> **Tasks to perform**:
A. In the excerpt below about Vancouver's Downtown Eastside, at what address is Ann Livingston spearheading another safe-fixing site?
B. Carry on the excerpt below about Vancouver's Downtown Eastside, starting after its final sentence, not the rows that follow it.

Each person compiles their own private list of what went wrong on the
Downtown Eastside in a slightly different way. Ann Livingston, who was
instrumental in creating the city's first brazen safe-fixing site and is
spearheading another at 213 Dunlevy, is convinced land developers are one
of the factors behind the continuing chaos.

"They want the people of Vancouver to get so fed up that we will let them
zone this land any way; we'll give them money to do anything," she
complains. "The land developers are going to make a bundle on this. If they
can keep this chaos they benefit."

To her, governments have exacerbated the historic despair of the
neighbourhood by adding more than 1,000 mentally handicapped residents
along with the bulk of the city's prostitution and drug crime.

"I think the drop of the welfare rate was the most devastating thing," she
says. "That really hurt the drug users. It's just utter mayhem now."

At 12th and Cambie, Non-Partisan Association Councillor Jennifer Clarke
echoes much of what Livingston says, but has little sympathy with her
evil-land-developer analysis or attempts to impose a city-funded solution.

"It's fairly obvious the situation has become worse over 10 years -- and
probably for a number of reasons," says Clarke.

> **Dataset**:
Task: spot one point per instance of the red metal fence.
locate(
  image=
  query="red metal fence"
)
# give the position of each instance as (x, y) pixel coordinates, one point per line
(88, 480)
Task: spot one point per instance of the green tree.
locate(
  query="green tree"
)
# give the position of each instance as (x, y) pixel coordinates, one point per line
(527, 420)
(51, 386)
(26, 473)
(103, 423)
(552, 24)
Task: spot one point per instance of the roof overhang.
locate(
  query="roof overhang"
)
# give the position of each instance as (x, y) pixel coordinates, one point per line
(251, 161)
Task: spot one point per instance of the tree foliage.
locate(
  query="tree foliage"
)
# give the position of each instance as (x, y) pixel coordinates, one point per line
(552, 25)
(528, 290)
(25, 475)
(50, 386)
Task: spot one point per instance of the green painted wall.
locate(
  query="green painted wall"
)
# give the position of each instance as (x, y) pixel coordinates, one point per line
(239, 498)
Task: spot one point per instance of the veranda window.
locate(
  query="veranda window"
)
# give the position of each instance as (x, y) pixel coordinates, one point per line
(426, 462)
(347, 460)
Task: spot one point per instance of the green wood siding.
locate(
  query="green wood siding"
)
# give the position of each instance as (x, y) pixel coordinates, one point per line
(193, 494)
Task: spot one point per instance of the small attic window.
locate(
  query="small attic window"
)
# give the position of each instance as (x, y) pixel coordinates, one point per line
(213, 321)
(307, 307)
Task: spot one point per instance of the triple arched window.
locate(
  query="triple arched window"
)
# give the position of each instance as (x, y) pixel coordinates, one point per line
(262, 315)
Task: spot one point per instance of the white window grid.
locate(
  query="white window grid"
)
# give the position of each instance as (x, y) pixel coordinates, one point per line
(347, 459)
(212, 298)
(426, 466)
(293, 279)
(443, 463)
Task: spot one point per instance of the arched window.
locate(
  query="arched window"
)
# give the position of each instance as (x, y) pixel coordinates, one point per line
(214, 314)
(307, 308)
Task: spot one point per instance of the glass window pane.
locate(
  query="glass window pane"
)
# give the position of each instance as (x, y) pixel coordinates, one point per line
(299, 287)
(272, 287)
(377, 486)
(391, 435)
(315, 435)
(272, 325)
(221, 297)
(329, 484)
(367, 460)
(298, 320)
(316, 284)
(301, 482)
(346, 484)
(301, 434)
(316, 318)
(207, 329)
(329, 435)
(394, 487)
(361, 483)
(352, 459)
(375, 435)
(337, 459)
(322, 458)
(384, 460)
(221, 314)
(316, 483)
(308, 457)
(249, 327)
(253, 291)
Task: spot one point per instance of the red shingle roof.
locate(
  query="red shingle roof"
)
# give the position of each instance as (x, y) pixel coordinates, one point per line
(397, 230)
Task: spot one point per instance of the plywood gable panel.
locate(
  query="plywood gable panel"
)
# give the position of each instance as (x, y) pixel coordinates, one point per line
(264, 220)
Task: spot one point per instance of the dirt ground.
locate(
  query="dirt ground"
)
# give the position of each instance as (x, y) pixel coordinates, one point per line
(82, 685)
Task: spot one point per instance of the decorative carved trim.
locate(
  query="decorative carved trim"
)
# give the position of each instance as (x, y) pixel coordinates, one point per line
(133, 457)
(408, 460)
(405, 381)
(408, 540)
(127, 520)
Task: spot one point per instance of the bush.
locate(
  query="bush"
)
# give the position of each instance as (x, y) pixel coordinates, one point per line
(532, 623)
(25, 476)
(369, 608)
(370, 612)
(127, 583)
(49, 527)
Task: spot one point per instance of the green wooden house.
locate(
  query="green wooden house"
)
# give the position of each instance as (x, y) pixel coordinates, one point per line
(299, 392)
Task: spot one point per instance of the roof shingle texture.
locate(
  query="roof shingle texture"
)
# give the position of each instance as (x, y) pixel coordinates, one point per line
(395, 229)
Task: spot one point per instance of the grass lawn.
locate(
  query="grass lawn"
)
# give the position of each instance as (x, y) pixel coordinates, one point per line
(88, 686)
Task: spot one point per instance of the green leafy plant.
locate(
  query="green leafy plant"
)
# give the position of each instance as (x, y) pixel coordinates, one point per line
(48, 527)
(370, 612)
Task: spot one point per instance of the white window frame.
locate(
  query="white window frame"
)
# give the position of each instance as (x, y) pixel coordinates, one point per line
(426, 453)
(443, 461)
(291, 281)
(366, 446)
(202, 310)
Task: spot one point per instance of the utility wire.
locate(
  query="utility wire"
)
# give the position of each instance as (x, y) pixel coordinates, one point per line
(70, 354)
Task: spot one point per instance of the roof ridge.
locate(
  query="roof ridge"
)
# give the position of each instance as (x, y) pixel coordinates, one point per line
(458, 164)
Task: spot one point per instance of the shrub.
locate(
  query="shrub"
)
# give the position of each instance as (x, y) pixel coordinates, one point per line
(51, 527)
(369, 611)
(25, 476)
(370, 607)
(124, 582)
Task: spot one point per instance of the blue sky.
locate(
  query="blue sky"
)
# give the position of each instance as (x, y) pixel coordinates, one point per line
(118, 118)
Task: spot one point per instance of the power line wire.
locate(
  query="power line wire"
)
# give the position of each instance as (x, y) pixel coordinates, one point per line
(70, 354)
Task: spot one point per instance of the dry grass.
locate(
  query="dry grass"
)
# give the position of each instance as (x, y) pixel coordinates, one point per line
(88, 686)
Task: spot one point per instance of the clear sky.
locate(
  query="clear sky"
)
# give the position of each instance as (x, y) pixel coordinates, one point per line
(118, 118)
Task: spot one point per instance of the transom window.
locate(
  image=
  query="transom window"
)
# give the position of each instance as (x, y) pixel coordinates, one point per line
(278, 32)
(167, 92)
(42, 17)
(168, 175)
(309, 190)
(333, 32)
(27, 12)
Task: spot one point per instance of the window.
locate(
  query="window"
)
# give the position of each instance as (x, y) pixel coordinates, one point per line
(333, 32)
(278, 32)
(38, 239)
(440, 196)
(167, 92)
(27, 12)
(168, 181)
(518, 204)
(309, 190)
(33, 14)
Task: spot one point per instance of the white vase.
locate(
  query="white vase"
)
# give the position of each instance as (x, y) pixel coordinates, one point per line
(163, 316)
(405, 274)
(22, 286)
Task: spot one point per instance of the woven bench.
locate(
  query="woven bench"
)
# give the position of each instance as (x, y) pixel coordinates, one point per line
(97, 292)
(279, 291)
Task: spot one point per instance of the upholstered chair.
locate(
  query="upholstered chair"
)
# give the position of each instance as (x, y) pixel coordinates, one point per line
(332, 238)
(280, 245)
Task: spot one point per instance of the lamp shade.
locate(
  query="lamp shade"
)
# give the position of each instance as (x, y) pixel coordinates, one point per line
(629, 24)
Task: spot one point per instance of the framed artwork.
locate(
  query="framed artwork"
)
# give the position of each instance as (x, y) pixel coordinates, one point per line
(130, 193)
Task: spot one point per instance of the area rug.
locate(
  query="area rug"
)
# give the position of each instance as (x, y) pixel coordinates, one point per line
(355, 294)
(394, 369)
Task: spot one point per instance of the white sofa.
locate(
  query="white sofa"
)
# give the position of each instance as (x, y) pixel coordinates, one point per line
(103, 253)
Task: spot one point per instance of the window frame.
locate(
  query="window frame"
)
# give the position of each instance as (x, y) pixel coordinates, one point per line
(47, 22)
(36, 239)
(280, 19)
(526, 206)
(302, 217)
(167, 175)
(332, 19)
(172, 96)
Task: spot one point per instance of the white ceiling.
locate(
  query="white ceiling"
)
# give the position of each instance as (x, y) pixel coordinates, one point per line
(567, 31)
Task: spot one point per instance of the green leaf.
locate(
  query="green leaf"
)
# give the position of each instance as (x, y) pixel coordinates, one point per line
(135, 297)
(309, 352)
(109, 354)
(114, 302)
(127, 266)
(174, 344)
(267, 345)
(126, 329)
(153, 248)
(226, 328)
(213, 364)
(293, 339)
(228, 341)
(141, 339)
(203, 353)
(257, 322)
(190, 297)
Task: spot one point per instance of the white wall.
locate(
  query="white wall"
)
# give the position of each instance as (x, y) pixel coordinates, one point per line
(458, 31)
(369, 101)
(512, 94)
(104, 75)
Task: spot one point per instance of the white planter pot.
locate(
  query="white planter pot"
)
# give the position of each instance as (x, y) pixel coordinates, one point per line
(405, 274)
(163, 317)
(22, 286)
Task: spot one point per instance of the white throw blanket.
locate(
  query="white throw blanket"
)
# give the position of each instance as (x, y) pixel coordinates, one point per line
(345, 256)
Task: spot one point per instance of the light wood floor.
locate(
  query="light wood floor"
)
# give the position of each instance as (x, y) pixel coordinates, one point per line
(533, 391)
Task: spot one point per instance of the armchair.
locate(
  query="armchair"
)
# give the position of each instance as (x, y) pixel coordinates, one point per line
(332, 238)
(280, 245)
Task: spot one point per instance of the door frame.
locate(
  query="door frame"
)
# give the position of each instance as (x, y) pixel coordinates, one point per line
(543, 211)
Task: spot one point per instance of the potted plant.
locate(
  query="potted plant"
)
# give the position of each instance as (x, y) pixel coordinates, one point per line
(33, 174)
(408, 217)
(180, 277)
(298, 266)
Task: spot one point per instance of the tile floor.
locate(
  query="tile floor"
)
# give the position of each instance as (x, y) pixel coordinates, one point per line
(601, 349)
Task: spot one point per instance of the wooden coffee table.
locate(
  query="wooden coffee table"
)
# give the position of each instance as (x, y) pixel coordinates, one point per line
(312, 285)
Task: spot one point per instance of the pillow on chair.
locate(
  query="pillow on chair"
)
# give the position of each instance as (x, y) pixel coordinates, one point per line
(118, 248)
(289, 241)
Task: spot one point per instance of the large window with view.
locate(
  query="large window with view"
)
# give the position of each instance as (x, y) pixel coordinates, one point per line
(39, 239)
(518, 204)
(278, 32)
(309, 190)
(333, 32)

> **Answers in order**:
A. 213 Dunlevy

B.
But she does not see city hall as primarily responsible for the urban
blight -- she blames Victoria for mishandling mental health services and
senior governments for the large number of aboriginal people in the area.

"Two-thirds of the first nations people in the province are not on
reserve," she said. "They're non-reserve natives, and many are finding
themselves in our urban cores."

The treaty-making process and the country's aboriginal policies appear to
have failed, she says, and there is also an inadequate level of detox
services and treatment throughout the region. "If you had not had the
downsizing of Riverview and the proliferation of cheap cocaine and heroin
and other factors," she adds, "I don't think you would have seen the
phenomenon at such a critical mass."

Dr. John Blatherwick, the city's medical officer of health, offers the most
optimistic note. The Downtown Eastside, he says, has "deteriorated
extensively" over the last decade, but has recently taken a turn for the
better: Overdose deaths are down, methadone treatment has been doubled,
there are significant decreases in infection rates, and Victoria has
delegated responsibility for addiction services to the local health board,
which is better able to manage it.

Urban despair is not the result of a single government decision or a single
identifiably stupid policy, Blatherwick says. Yet, he emphasizes, the
collapse of public health in the Downtown Eastside can be directly linked
to the erosion of low-cost housing stock. And, yes, he says, that started
with the gentrification unleashed across the city by Expo 86. "The housing
in the Downtown Eastside was allowed to deteriorate to an extent that
despair and feelings of worthlessness set in within that community and the
drug problem overcame the whole area."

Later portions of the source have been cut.